▶ TEXTE CHOISI:
++++++++++
Congrès du PS : tous perdants !

Malgré le satisfecit affiché, ni l’aile gauche ni l’aile droite ne sortent gagnantes du vote des militants, qui laisse entrevoir un PS plus affaibli que jamais.

Pauline Graulle  • 27 mai 2015 abonné·es
Congrès du PS : tous perdants !
© Photo : AFP PHOTO / MARTIN BUREAU

Triomphant. Tel est apparu Jean-Christophe Cambadélis, vendredi dernier, au lendemain de la première manche du congrès de Poitiers. Avec 60 % des militants socialistes qui ont voté pour la motion A, « l’orientation a été tranchée, a-t-il affirmé. La politique de Manuel Valls  […] s’est vue confortée par le résultat ». Étrangement, alors que le premier secrétaire sonnait le glas d’une fronde « désormais résiduelle », son adversaire défait, chef de file des frondeurs, Christian Paul, premier signataire de la motion B sortie seconde avec 29 % des voix, affichait lui aussi la mine des grands jours : « Nous avons réveillé le PS. Notre score n’est pas un échec. »

Jeudi dernier, la motion A portée par Jean-Christophe Cambadélis a rassemblé 60 % des suffrages ; la motion B de Christian Paul, 29 % ; la motion C de Florence Augier, 1,5 % ; la motion D de Karine Berger, 9,5 %. Le deuxième tour, organisé le 28 mai, est cette fois destiné à désigner le premier secrétaire – Cambadélis devrait l’emporter confortablement face à Paul. Les 5, 6 et 7 juin prochains, se tiendra un grand raout militant à Poitiers. Certains cadres s’interrogent sur l’utilité de ces journées, qui étaient destinées, jusqu’au changement de statuts de 2012, à faire la « synthèse » entre les motions – or, la répartition des postes au sein des instances nationales aura déjà été faite, à la suite des votes des 21 et 28 mai. Fin juin, l’élection des secrétaires fédéraux mettra un point final au congrès.
++++++++++
▶ DONNÉES ENREGISTRÉES:
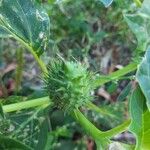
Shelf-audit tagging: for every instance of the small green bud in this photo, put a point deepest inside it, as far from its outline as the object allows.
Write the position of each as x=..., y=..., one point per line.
x=68, y=84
++++++++++
Reprends le passage de l'article sur le congrès du PS qui commence par "Malgré le satisfecit" et se termine par "affaibli que jamais.", en remplaçant "affaibli" par "fragilisé".

▶ RÉPONSE À LA CONSIGNE:
Malgré le satisfecit affiché, ni l’aile gauche ni l’aile droite ne sortent gagnantes du vote des militants, qui laisse entrevoir un PS plus fragilisé que jamais.